▶ **SOURCE**:
•••••

Inventé dans les années 1850 par Henrik Ibsen, poète et dramaturge norvégien, «le friluftsliv décrivait alors l’état d’épanouissement et de bien-être que lui procurait la nature», nous informe Helga Synnevag Lovoll, professeure de friluftsliv et d'études de plein air à l'université de Volda, située dans les fjords de Norvège. À cette époque, la Norvège connaît une industrialisation et de nombreux agriculteurs et habitants des campagnes se retrouvent déplacés dans des villes. «Le friluftsliv devint alors pour eux un moyen de retrouver le lien à la nature qu’ils avaient perdu», poursuit Linda Åkeson McGurk, auteure suédo-américaine habitant en Suède, dont le livre La vie au grand air (1) est paru en mars 2024. Dans les années 1930, le concept devient synonyme de temps libre. Depuis, les citadins profitent de leurs congés pour se rendre en forêt, à la montagne ou au bord de la mer.

•••••

▶ **CONSIGNES**:
1/ Reproduisez fidèlement le passage du texte sur le friluftsliv, depuis « Inventé dans les » jusqu'à « bord de la mer. ».
2/ Condensez sous forme de liste le paragraphe du texte sur le friluftsliv qui commence par « Inventé dans les années 1850 », en conservant ses faits principaux.

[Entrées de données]
•••••

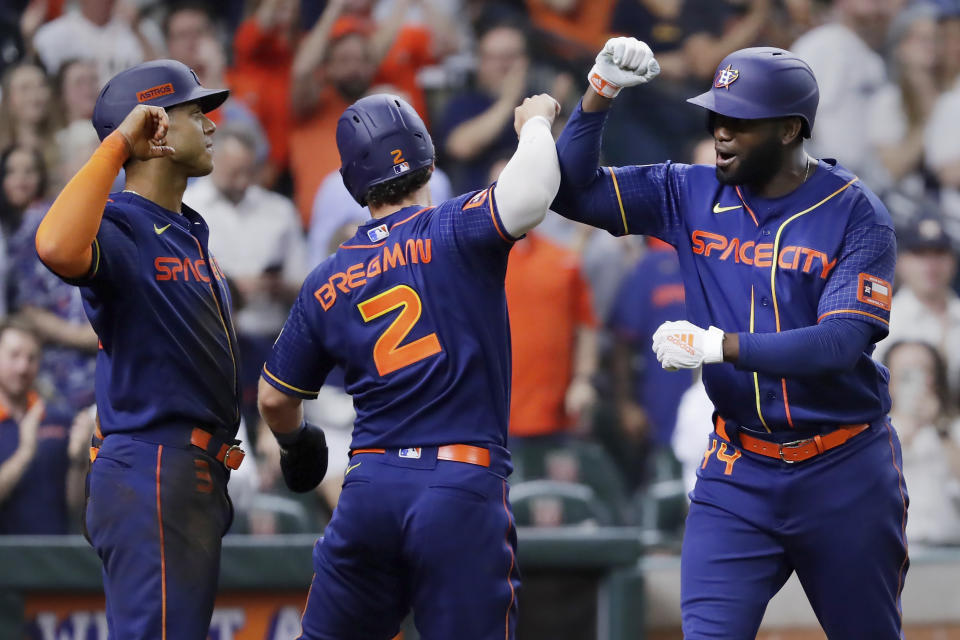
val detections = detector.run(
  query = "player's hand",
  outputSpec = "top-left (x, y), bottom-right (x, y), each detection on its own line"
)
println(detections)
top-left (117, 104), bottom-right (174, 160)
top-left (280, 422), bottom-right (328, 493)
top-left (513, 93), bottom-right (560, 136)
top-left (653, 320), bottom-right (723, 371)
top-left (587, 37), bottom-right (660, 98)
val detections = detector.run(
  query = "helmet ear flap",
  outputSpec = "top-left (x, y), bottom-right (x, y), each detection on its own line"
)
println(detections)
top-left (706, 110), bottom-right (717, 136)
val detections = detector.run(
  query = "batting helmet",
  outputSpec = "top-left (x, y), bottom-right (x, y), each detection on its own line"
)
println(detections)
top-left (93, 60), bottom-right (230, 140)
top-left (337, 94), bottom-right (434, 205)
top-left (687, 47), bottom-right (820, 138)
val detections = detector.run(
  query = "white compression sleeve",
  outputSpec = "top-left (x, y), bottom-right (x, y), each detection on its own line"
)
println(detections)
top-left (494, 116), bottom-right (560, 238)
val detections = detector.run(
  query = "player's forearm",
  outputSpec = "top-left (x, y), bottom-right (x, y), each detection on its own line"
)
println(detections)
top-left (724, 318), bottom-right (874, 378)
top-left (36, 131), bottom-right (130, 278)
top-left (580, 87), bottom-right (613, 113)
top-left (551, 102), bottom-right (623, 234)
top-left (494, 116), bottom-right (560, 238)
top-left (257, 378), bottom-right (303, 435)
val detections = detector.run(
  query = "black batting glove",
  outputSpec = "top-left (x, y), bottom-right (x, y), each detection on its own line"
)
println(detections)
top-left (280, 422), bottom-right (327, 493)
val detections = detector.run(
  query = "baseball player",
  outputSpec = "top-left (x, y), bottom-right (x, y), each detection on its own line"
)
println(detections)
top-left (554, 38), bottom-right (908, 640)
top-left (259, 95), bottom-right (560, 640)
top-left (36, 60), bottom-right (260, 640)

•••••

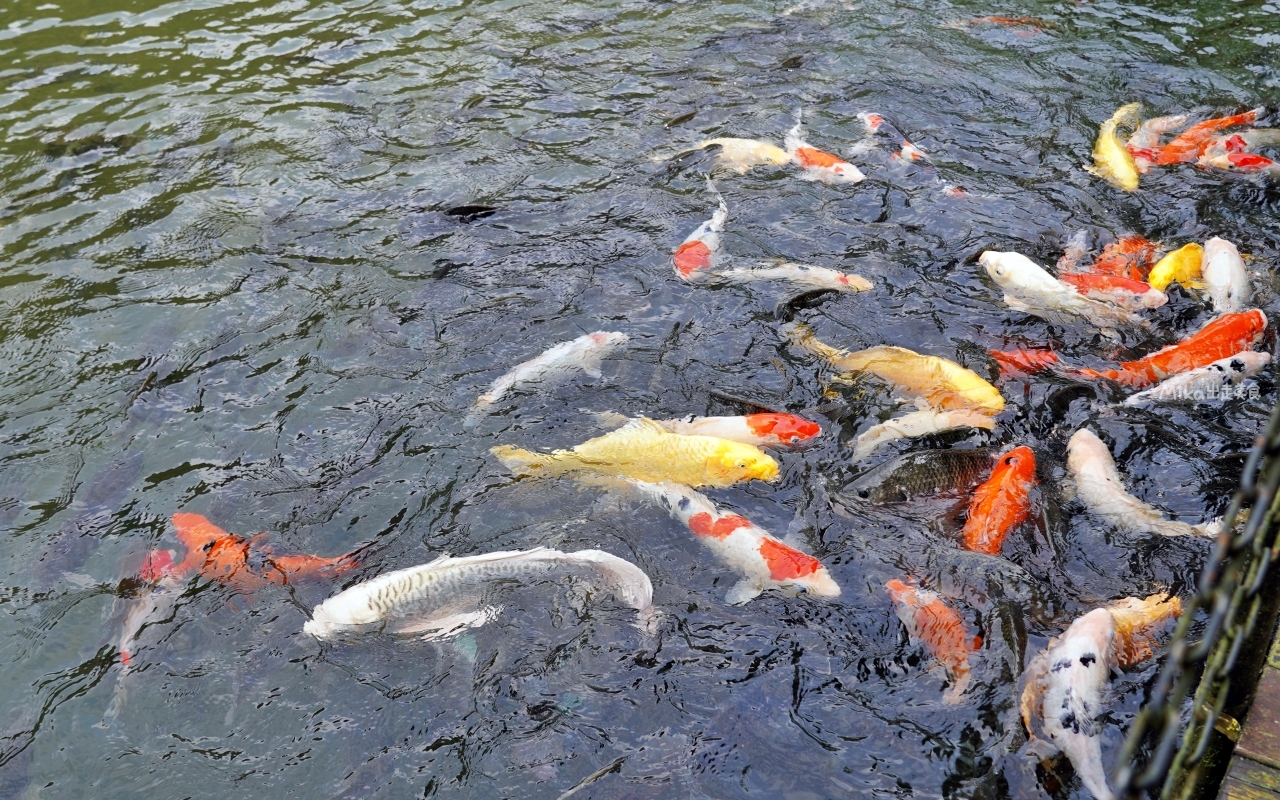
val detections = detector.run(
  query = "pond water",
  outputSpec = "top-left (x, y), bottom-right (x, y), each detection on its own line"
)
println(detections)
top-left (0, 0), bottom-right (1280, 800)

•••••

▶ **RÉPONSES PAR TÂCHE**:
1/
Inventé dans les années 1850 par Henrik Ibsen, poète et dramaturge norvégien, «le friluftsliv décrivait alors l’état d’épanouissement et de bien-être que lui procurait la nature», nous informe Helga Synnevag Lovoll, professeure de friluftsliv et d'études de plein air à l'université de Volda, située dans les fjords de Norvège. À cette époque, la Norvège connaît une industrialisation et de nombreux agriculteurs et habitants des campagnes se retrouvent déplacés dans des villes. «Le friluftsliv devint alors pour eux un moyen de retrouver le lien à la nature qu’ils avaient perdu», poursuit Linda Åkeson McGurk, auteure suédo-américaine habitant en Suède, dont le livre La vie au grand air (1) est paru en mars 2024. Dans les années 1930, le concept devient synonyme de temps libre. Depuis, les citadins profitent de leurs congés pour se rendre en forêt, à la montagne ou au bord de la mer.

2/
- Le friluftsliv a été inventé dans les années 1850 par Henrik Ibsen, poète et dramaturge norvégien. Le terme désignait l'épanouissement et le bien-être que lui procurait la nature, selon Helga Synnevag Lovoll, professeure à l'université de Volda.
- À cette époque, l'industrialisation de la Norvège déplace de nombreux agriculteurs et habitants des campagnes vers les villes.
- Selon Linda Åkeson McGurk, auteure de La vie au grand air (paru en mars 2024), le friluftsliv devient pour eux un moyen de retrouver le lien perdu avec la nature.
- Dans les années 1930, le concept devient synonyme de temps libre.
- Depuis, les citadins passent leurs congés en forêt, à la montagne ou au bord de la mer.